Task statement: Go to the line below containing "example = [(771, 256)]" and print exactly from there through the line containing "example = [(558, 324)]", both included. Print nothing else.

[Stored entries]
-- -- --

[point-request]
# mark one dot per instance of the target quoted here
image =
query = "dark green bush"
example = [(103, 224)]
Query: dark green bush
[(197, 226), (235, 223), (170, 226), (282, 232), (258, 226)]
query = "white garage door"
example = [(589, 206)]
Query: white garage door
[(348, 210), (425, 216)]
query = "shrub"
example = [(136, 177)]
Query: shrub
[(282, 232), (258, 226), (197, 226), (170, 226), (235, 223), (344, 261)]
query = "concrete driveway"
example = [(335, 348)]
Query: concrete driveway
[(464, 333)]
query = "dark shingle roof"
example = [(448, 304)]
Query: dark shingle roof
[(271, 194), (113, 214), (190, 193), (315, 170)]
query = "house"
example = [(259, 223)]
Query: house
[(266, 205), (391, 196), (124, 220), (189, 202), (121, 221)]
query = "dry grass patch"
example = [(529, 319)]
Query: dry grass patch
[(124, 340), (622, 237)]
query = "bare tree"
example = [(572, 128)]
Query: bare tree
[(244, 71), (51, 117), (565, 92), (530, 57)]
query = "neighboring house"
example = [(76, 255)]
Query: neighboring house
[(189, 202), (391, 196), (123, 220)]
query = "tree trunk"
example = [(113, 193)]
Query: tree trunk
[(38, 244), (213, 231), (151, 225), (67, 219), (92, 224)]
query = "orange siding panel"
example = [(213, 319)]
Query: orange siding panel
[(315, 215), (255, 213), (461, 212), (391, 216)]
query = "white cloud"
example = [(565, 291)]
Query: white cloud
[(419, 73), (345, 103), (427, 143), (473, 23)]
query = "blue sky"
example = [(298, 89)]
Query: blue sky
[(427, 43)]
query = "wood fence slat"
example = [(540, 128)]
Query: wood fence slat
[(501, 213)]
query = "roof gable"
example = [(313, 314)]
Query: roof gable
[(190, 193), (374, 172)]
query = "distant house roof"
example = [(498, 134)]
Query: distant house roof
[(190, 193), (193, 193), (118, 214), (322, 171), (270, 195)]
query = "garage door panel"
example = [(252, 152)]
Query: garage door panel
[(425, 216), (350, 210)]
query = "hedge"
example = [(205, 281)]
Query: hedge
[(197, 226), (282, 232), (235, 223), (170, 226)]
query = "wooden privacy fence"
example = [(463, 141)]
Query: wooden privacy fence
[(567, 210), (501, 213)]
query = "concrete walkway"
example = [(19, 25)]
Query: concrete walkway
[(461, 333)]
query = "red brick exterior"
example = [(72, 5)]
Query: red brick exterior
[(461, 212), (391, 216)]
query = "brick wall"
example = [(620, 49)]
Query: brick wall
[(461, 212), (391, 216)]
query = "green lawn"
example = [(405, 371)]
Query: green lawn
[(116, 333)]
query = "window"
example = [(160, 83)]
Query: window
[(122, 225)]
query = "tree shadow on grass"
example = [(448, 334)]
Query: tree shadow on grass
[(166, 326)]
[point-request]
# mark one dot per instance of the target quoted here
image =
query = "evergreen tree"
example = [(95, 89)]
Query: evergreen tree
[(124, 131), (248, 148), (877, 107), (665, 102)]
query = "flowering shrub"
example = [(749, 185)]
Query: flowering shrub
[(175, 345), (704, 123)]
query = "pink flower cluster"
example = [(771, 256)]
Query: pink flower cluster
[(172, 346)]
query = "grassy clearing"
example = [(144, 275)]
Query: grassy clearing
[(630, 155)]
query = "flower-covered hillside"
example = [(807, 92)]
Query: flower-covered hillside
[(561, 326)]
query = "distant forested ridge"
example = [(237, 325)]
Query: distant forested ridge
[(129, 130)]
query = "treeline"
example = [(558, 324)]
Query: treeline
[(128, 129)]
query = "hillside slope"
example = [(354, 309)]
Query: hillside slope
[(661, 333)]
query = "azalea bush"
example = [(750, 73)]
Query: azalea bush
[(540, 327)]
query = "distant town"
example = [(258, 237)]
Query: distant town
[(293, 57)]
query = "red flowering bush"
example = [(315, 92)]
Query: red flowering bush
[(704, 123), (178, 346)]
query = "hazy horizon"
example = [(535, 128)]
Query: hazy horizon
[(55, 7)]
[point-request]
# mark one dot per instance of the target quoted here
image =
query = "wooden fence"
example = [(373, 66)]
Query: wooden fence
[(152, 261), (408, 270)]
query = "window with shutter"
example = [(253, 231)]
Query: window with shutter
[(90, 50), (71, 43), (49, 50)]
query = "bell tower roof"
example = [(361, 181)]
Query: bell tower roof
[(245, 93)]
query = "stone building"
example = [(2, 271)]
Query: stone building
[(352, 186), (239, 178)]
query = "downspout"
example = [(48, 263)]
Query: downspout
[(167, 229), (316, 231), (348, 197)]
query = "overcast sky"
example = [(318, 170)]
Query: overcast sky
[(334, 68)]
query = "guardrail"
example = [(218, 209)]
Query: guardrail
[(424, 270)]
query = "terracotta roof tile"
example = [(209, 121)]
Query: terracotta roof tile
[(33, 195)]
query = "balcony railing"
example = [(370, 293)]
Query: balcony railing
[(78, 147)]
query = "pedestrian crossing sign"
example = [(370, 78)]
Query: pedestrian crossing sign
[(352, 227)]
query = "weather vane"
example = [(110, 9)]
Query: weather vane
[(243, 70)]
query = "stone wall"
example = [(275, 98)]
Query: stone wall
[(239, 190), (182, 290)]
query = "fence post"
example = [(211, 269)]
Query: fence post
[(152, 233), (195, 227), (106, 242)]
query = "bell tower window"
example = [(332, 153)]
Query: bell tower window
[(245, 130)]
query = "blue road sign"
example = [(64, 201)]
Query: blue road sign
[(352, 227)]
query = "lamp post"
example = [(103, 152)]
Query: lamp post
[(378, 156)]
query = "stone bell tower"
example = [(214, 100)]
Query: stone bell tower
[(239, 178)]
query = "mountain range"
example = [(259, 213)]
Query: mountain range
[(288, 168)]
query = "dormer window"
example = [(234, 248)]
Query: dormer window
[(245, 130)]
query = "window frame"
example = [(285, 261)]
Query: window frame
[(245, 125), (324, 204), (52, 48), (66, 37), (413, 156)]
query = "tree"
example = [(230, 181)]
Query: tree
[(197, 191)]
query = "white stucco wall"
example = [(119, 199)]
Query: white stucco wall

-- -- --

Exercise answer:
example = [(771, 256)]
Query: pink flower cluster
[(172, 346)]
query = "grassy clearing"
example = [(144, 275)]
Query: grassy clearing
[(630, 155)]
query = "flower-covered hillside"
example = [(807, 92)]
Query: flower-covered hillside
[(561, 326)]
query = "distant forested ridge"
example = [(237, 325)]
Query: distant forested ridge
[(129, 130)]
query = "treeline"
example = [(558, 324)]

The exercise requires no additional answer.